■ SOURCE ■
>>>>>

Christiane Taubira, Garde des Sceaux, ministre de la justice |
Les
violentes attaques racistes dont est victime la Garde des Sceaux, ministre de la
justice, Christiane Taubira, peuvent difficilement laisser indifférent. Mercredi
dernier, elle a été insultée par « Minute », un hebdomadaire d’extrême
droite. Trois semaines auparavant, elle a eu droit aux mêmes outrages dans les
rues d’Angers (Ouest de la France). Des politiques ne sont pas en reste. La parole
raciste se libère en France. Plus que jamais, un sursaut républicain est
nécessaire pour combattre la déferlante des propos nauséabonds à laquelle on
assiste depuis plusieurs semaines.

<<<<<

■ EXERCICES ■
[1] Selon la source, quelle publication a insulté Christiane Taubira le mercredi évoqué ?
[2] Réécrivez le passage de la source qui commence par "Christiane Taubira, Garde" et se termine par "depuis plusieurs semaines.", en substituant "journal" à "hebdomadaire".
[3] Relevez, dans la source, toutes les expressions qui situent dans le temps les faits rapportés.

■ EXTRAITS DU CORPUS ■
>>>>>

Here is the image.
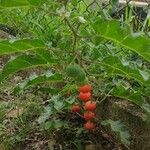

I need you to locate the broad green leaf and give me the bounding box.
[0,55,55,82]
[92,19,150,62]
[101,119,131,145]
[0,0,47,7]
[0,39,45,55]
[111,86,144,107]
[15,73,63,92]
[37,106,52,124]
[97,56,150,87]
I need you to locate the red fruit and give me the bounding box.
[79,84,92,93]
[84,112,95,121]
[85,122,95,130]
[71,104,81,112]
[85,101,96,111]
[79,92,91,102]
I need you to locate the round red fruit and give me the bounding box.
[84,112,95,121]
[85,122,95,130]
[79,92,91,102]
[79,84,92,93]
[85,101,96,111]
[71,105,81,112]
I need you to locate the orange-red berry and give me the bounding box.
[84,101,96,111]
[84,111,95,121]
[85,122,95,130]
[79,92,91,102]
[71,104,81,112]
[79,84,92,93]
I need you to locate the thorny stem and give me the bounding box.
[65,18,80,59]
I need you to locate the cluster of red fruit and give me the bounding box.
[72,85,96,130]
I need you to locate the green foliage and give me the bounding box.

<<<<<

■ CORRIGÉS COMPLETS ■
[1] « Minute », un hebdomadaire d'extrême droite.

[2]
Christiane Taubira, Garde des Sceaux, ministre de la justice |
Les
violentes attaques racistes dont est victime la Garde des Sceaux, ministre de la
justice, Christiane Taubira, peuvent difficilement laisser indifférent. Mercredi
dernier, elle a été insultée par « Minute », un journal d’extrême
droite. Trois semaines auparavant, elle a eu droit aux mêmes outrages dans les
rues d’Angers (Ouest de la France). Des politiques ne sont pas en reste. La parole
raciste se libère en France. Plus que jamais, un sursaut républicain est
nécessaire pour combattre la déferlante des propos nauséabonds à laquelle on
assiste depuis plusieurs semaines.

[3] « Mercredi dernier », « Trois semaines auparavant », « depuis plusieurs semaines ».